EXERCISE |
Starting with the line that contains "locate the clear sky in the photo above", reproduce each line through the end of the entries exactly as written.

EXERCISE MATERIAL |
------------------------------------------------------------

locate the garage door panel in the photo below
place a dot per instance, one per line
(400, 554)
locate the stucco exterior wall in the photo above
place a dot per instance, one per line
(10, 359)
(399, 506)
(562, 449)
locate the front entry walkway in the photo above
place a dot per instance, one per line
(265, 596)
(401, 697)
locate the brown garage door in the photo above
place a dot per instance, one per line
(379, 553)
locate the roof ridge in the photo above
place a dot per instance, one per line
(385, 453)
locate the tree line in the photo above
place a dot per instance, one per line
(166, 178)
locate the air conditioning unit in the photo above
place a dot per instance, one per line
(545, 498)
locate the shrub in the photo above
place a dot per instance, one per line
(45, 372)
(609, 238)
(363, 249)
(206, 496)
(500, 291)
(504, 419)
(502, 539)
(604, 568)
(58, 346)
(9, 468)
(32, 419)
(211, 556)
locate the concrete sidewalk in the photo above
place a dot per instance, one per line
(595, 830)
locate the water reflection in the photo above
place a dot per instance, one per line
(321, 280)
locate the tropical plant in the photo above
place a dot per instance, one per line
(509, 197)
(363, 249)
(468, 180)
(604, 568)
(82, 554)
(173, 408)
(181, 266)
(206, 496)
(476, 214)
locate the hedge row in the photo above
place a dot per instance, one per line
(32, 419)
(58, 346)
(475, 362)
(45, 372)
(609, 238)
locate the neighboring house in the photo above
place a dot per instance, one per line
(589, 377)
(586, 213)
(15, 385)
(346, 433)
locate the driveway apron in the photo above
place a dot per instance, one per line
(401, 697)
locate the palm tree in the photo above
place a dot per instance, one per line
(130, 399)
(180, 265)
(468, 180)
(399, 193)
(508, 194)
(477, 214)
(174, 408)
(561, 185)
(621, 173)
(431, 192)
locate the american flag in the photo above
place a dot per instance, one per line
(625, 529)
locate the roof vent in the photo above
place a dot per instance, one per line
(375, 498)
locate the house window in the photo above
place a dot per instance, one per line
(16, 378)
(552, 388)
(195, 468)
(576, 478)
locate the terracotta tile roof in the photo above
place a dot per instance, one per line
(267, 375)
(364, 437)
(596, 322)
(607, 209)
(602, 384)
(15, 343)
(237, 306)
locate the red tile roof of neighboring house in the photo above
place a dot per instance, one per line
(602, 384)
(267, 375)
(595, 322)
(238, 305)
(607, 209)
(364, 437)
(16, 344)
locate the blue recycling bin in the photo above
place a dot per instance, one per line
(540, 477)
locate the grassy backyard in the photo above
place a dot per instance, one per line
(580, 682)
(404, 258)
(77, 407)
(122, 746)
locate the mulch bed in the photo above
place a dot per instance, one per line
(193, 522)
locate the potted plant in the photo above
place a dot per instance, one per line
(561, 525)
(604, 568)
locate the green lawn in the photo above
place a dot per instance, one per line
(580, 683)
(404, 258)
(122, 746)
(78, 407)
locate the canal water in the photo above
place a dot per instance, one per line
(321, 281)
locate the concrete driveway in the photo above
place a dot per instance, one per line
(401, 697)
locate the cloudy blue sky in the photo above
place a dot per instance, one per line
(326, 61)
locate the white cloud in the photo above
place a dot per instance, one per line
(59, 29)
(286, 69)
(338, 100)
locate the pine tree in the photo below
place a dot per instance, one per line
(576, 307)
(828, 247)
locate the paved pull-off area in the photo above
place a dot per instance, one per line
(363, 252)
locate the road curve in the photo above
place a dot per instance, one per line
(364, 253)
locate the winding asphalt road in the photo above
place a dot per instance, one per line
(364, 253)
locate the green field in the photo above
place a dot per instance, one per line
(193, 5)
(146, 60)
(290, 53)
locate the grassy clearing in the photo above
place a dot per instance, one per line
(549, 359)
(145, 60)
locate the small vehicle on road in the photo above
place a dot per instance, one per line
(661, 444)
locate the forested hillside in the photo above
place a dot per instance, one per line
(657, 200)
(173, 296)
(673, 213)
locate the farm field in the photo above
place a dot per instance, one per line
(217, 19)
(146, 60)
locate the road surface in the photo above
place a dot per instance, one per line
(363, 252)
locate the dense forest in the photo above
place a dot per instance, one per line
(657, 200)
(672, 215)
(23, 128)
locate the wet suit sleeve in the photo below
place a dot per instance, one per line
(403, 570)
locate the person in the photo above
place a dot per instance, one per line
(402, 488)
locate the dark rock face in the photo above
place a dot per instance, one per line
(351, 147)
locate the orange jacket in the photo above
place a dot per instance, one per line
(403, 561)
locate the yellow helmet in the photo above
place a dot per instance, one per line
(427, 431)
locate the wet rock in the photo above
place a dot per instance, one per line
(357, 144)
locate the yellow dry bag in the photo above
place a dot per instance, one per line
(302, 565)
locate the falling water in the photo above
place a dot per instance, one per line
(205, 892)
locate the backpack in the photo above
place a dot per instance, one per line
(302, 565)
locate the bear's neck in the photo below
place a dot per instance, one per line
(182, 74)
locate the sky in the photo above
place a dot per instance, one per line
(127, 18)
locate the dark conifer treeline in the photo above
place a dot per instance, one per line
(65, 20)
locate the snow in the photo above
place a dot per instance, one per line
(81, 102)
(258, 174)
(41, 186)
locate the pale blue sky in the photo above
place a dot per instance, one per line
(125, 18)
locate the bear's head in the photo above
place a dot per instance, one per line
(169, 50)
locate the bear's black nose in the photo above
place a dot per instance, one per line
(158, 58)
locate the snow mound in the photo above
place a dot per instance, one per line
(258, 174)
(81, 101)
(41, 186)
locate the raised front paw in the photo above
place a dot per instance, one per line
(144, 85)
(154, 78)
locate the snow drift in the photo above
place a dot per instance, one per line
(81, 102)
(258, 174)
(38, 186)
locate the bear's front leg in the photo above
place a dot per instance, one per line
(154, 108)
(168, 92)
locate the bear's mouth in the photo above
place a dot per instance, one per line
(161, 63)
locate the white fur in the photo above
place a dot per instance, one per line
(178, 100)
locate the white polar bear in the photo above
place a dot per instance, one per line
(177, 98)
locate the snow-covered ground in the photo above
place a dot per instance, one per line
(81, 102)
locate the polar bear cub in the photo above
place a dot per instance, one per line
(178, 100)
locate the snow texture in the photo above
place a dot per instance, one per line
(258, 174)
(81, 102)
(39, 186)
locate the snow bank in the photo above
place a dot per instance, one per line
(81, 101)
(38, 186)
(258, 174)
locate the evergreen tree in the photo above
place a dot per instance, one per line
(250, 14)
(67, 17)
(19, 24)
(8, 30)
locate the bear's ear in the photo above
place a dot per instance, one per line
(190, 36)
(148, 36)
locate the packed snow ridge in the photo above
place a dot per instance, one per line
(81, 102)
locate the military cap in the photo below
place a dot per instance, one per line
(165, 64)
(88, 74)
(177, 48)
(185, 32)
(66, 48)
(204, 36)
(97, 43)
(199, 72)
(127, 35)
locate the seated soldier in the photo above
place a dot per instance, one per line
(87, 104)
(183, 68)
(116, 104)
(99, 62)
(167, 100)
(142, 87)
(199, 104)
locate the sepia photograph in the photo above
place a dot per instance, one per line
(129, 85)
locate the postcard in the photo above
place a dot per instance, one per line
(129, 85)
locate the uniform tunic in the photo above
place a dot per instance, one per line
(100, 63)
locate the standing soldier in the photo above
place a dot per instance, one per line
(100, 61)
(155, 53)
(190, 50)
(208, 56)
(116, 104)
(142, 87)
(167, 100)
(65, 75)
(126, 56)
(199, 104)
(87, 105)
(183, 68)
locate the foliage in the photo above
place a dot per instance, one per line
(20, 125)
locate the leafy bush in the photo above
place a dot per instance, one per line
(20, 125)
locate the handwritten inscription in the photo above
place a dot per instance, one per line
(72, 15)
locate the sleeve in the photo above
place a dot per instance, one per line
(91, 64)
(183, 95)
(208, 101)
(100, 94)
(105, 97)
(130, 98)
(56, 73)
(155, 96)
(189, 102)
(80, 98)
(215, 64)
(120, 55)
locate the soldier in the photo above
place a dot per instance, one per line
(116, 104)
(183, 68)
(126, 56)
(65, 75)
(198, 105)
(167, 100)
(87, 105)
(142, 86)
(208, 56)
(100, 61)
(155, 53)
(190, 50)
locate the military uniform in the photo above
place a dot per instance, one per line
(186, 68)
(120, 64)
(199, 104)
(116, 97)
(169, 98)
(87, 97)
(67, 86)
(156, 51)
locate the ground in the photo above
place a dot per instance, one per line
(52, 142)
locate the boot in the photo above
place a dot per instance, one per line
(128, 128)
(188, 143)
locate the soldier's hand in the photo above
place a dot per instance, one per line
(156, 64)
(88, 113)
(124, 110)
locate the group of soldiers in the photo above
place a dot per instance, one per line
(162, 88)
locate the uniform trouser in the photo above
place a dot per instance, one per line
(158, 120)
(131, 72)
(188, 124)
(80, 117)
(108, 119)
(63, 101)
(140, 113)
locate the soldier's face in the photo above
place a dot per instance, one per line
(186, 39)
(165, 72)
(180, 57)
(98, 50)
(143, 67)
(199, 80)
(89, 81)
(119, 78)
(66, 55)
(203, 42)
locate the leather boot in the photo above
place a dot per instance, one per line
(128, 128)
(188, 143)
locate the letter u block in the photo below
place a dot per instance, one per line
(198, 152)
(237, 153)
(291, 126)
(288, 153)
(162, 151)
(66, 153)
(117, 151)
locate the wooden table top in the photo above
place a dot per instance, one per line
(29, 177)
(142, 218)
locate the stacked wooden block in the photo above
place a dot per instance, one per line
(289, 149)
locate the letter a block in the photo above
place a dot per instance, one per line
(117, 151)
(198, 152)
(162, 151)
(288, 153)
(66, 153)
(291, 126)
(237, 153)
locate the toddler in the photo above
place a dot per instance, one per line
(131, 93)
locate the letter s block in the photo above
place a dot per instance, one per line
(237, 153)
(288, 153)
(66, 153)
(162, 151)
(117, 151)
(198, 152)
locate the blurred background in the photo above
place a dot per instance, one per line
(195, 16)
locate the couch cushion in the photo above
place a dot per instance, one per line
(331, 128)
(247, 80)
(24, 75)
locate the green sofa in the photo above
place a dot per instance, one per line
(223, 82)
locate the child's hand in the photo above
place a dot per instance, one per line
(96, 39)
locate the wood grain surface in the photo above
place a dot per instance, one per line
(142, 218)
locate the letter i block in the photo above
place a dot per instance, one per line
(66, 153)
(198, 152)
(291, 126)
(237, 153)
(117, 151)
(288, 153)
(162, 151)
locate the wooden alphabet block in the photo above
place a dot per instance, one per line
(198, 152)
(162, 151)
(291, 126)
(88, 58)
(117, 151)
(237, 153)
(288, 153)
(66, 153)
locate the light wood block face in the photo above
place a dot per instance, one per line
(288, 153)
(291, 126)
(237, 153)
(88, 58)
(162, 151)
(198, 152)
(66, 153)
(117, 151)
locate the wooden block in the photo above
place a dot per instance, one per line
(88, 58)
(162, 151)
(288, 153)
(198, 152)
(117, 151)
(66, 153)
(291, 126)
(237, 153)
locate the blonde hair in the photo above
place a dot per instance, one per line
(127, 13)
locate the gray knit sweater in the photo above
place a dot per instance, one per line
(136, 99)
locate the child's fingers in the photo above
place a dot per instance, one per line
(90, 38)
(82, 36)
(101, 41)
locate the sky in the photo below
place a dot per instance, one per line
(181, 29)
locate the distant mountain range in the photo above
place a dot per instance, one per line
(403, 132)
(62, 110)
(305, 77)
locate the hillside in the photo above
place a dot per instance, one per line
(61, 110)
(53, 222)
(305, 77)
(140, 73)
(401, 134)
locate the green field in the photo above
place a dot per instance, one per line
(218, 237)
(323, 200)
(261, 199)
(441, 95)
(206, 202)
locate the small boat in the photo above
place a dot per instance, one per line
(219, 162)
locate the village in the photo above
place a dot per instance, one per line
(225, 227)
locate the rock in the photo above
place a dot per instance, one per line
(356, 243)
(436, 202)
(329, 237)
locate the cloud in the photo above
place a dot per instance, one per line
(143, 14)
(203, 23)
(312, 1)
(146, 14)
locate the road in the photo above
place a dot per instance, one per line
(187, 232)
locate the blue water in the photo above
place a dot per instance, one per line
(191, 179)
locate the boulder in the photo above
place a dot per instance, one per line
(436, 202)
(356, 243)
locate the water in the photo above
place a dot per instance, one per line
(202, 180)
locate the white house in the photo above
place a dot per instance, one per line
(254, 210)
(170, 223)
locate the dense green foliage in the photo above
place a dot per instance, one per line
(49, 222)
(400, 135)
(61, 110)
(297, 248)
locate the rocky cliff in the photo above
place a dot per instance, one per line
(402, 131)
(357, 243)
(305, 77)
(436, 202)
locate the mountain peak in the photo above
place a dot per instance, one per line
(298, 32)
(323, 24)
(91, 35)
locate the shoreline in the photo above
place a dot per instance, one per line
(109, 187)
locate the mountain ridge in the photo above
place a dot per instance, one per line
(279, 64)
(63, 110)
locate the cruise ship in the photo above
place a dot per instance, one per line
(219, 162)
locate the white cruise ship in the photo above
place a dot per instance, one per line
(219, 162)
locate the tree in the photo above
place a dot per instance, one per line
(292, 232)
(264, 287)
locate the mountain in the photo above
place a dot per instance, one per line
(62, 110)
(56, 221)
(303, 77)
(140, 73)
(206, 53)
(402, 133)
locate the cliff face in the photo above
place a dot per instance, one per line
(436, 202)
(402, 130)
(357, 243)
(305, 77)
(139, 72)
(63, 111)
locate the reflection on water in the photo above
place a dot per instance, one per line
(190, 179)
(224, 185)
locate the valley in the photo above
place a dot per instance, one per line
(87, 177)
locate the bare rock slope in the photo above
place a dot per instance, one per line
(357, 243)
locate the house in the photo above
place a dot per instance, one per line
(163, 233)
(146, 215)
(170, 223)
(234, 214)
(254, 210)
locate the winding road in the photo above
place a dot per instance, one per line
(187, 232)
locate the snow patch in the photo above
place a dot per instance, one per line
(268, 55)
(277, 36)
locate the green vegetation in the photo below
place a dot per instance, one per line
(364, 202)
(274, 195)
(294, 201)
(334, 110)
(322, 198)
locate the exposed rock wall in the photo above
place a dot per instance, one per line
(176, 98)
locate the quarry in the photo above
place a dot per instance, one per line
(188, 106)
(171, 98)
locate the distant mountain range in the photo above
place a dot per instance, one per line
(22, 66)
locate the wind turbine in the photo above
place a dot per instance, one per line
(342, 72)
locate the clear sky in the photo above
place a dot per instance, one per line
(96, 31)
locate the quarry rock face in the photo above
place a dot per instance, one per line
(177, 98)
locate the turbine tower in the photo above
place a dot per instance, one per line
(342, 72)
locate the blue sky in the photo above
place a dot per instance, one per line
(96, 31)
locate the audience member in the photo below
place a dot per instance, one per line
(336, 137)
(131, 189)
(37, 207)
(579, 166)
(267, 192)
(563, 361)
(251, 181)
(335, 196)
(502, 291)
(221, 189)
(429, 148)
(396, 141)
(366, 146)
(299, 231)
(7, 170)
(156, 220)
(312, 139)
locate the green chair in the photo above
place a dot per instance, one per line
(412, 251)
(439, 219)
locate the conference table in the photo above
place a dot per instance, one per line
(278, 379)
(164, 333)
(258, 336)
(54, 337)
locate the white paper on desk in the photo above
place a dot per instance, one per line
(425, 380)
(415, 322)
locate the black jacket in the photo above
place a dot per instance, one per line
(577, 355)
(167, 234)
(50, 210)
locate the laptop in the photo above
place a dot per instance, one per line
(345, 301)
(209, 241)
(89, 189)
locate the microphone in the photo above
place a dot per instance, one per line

------------------------------------------------------------

WRITTEN RESPONSE |
locate the clear sky in the photo above
place a dot per instance, one per line
(96, 31)
locate the quarry rock face in the photo above
place a dot per instance, one per line
(177, 98)
locate the turbine tower in the photo above
place a dot per instance, one per line
(342, 72)
locate the blue sky in the photo above
place a dot per instance, one per line
(96, 31)
locate the audience member in the photo below
place a dot per instance, one per line
(336, 137)
(131, 189)
(37, 207)
(579, 166)
(267, 192)
(563, 361)
(251, 181)
(335, 196)
(502, 291)
(221, 189)
(429, 148)
(396, 141)
(366, 146)
(299, 231)
(7, 170)
(156, 220)
(312, 139)
locate the green chair in the photo above
place a dot per instance, one per line
(412, 251)
(439, 219)
locate the conference table in the photo above
place a dot per instance, one per line
(278, 379)
(164, 333)
(258, 336)
(54, 337)
locate the white paper on desk in the photo above
place a dot per instance, one per line
(425, 380)
(415, 322)
locate the black jacket in the photo above
place a dot per instance, one per line
(577, 355)
(167, 234)
(50, 210)
locate the laptop in the photo above
place a dot per instance, one per line
(345, 301)
(209, 241)
(89, 189)
locate the microphone in the photo above
place a dot per instance, one per line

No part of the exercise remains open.